## start Selection

New: Fire weather projections on

Launch of long-term fire weather projections on to aid in wildfire preparedness

Today announces the launch of a new Fire Weather Projections application, designed to enhance long-term wildfire management planning and preparedness across Canada. As wildfires become an increasingly urgent threat due to climate change, there is a growing need for accessible and practical fire weather projections. This innovative application leverages regional climate projections to show potential changes in long-term (30-year averages) future fire weather patterns.

New tool for long-term fire management planning

The fire weather projections combine the Canadian Forest Fire Weather Index System with long-term future climate projections. Fire weather describes weather conditions that are conducive to wildfires and are a key factor that affects fire activity. The data show how future changes in temperature, precipitation, relative humidity, and wind speed—the four main drivers of fire weather— combine to affect indices of fuel dryness and potential fire behaviour. Through the online application, users can explore, visualize, and download individual fire weather index system components, including the Drought Code, Buildup Index, Fire Weather Index, and more.

“The Fire Weather Projections application improves our ability to understand and anticipate fire weather trends in the future,” says Dr. Fyke, one of the primary project coordinators of the new app, at the Canadian Centre for Climate Services. “By applying a well-established, Canadian-developed method for understanding fire weather to Canadian-developed climate projections, the app provides an important source of information for national wildfire planning and preparedness.”

A closer look at what the data shows

Aligning with trends identified in previous research, the fire weather data show that climate change will increase the frequency and severity of fire weather across Canada. Notably, the data indicates a greater than 25% increase in the intensity of locally “high” fire weather[1] conditions for most regions of Canada by end of century under the high emissions scenario (RCP8.5). The data also indicates that fire seasons are likely to get longer, and the frequency of very high fire weather conditions is likely to grow as temperatures increase.

Importantly, these data only show changes in fire weather. Other factors that combine to determine the pattern, frequency and intensity of wildfires in a region, including available fuel, land-use type, and ignition sources, are not captured by these data. A large city in southern Canada outside of a forested area may register high fire weather values; however, the large amount of cement and buildings and the sparsity of trees mean these locations are unlikely to be engulfed by wildfire.

Below is an example of what the application can display. This map shows the absolute change in projected fire season length in Canada for the 30-year period 2041-2070, compared to the average fire season length for the baseline period 1971-2000, in a high emissions scenario (RCP8.5). Read more about emissions scenarios here: Emissions Scenarios: RCPs —

Engaging users in development

The development of these fire weather projections was greatly enhanced through two rounds of user engagement, involving wildfire experts and general practitioners from provinces and territories across Canada. Feedback on the application was obtained through preliminary interviews, user product testing, and workshops.  This feedback ensured that the application meets the needs of its users in wildfire management through to municipal planning.

## end Selection
## start Dataset

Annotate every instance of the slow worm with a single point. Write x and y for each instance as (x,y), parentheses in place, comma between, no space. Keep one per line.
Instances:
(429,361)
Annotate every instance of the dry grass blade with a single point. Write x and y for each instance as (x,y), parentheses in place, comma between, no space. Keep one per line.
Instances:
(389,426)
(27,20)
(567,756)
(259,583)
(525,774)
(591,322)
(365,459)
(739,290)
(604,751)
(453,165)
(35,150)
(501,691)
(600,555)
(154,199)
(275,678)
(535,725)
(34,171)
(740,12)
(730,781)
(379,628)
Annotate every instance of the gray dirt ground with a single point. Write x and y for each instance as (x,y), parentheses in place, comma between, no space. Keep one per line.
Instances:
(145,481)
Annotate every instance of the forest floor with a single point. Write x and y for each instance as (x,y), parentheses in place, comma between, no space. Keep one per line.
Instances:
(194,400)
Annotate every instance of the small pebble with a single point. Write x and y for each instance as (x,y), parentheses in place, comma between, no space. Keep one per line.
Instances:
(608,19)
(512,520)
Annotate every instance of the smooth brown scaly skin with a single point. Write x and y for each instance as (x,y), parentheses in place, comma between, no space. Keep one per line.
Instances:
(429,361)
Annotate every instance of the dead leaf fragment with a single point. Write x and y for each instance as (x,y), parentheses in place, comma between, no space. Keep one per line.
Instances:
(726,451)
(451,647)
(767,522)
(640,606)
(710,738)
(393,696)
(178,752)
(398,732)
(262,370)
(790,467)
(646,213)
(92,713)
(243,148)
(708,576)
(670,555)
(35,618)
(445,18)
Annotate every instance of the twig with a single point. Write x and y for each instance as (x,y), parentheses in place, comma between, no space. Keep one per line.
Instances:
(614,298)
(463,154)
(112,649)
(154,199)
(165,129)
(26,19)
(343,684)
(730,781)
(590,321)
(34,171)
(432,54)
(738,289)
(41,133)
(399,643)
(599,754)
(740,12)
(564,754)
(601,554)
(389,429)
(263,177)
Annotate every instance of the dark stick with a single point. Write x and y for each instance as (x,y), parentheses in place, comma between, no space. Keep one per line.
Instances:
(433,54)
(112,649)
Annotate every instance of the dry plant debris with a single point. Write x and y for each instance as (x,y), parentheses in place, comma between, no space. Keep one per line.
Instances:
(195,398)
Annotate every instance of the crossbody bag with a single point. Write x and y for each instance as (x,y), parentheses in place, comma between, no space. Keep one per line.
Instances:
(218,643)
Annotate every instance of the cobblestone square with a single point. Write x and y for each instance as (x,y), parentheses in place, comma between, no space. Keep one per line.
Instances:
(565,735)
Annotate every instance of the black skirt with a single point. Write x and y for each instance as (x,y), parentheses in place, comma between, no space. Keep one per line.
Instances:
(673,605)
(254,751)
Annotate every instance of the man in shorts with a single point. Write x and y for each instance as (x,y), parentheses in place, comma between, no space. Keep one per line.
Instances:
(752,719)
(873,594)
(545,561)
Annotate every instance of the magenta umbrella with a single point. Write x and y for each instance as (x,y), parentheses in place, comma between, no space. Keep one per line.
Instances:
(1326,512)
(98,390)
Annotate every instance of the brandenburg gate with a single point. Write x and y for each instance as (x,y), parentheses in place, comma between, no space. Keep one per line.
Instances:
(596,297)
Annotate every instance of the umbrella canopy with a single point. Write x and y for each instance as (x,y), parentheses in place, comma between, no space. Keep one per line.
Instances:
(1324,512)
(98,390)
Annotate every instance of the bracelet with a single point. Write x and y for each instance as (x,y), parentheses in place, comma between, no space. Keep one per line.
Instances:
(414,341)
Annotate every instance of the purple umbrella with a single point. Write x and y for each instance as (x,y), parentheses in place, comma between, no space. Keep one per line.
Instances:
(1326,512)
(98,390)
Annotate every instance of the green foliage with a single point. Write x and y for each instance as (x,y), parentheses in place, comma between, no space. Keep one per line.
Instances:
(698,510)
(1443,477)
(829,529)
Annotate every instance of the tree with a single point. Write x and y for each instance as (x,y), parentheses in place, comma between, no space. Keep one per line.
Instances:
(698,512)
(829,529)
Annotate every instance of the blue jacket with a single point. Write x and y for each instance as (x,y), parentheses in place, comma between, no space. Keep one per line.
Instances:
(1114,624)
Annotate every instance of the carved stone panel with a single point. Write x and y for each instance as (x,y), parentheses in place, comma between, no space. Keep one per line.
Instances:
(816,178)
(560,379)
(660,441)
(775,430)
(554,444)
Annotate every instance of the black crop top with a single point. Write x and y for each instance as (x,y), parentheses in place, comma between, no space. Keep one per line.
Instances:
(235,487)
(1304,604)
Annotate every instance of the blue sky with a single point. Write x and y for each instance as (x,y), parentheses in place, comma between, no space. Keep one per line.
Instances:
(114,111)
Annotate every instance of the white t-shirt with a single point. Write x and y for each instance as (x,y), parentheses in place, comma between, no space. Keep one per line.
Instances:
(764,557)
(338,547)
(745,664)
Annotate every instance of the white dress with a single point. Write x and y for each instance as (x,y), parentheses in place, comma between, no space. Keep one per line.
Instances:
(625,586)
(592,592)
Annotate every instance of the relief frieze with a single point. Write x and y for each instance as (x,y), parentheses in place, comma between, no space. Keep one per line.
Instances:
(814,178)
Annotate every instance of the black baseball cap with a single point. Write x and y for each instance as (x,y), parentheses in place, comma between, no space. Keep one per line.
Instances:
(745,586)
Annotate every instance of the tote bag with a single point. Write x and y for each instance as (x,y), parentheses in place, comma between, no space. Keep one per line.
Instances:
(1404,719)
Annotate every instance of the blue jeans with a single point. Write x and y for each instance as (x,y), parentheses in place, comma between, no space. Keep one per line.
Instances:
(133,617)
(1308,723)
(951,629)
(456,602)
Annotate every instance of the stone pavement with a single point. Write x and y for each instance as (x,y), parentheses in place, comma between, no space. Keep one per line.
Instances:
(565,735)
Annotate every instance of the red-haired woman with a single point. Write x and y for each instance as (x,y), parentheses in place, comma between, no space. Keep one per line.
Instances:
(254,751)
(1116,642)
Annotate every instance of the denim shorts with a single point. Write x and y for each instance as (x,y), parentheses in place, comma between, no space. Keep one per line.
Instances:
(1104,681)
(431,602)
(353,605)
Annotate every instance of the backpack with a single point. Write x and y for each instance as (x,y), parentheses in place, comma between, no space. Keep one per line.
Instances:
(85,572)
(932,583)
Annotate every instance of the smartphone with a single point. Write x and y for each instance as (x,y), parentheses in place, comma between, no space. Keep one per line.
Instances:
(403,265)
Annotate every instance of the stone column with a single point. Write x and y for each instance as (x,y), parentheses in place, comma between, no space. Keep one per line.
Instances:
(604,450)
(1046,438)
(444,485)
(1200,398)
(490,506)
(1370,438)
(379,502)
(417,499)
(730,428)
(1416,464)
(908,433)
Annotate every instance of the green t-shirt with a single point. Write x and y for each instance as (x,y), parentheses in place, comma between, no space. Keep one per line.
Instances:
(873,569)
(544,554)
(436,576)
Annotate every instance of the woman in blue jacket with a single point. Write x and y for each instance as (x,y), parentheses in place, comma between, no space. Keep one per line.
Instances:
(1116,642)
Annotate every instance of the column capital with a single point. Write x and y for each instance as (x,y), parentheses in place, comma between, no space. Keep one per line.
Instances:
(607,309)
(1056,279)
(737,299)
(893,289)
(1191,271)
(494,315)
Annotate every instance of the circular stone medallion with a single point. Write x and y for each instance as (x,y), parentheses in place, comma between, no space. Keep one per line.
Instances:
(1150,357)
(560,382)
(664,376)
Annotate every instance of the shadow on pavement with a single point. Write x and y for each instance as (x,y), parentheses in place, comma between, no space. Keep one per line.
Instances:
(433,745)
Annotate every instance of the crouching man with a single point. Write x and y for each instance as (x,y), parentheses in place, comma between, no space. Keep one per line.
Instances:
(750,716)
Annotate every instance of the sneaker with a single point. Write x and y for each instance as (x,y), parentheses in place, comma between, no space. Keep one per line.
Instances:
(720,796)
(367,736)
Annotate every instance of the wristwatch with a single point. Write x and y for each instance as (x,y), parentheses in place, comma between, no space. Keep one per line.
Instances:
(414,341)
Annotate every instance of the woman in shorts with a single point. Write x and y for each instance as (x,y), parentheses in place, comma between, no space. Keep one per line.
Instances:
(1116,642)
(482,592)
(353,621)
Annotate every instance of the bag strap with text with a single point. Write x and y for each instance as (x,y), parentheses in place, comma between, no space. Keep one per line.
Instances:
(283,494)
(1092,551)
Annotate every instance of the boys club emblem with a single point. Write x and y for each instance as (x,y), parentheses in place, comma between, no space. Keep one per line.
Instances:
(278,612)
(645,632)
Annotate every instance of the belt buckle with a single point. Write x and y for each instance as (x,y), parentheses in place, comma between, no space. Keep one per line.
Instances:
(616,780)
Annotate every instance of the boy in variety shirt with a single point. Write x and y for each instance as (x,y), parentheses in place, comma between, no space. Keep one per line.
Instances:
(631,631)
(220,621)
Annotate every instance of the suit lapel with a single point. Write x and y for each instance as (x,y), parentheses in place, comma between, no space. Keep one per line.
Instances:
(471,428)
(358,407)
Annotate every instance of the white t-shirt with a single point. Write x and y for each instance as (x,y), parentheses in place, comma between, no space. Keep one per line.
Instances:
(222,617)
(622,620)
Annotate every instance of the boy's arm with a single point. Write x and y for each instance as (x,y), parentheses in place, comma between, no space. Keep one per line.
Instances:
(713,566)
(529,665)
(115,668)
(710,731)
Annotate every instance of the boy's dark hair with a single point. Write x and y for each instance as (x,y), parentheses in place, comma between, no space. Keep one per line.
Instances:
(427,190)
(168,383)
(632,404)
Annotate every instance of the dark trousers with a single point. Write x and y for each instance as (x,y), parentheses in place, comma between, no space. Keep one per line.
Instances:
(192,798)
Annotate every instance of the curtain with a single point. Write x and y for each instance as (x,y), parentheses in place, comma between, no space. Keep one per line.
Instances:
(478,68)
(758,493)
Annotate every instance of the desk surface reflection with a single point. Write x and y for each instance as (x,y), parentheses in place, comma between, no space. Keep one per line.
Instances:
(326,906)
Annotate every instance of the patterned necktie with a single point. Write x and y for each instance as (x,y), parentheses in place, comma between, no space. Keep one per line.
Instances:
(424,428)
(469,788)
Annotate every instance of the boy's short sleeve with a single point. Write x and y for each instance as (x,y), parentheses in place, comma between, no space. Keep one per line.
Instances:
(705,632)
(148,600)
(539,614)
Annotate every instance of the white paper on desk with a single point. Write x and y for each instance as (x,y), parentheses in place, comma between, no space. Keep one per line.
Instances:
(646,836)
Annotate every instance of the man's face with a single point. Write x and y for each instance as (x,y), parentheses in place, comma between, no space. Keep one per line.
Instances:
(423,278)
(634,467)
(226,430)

## end Dataset

Goal
List the four main drivers of fire weather that the fire weather projections announcement names. None of the records are required to complete the task.

Correct answer
Temperature, precipitation, relative humidity, and wind speed.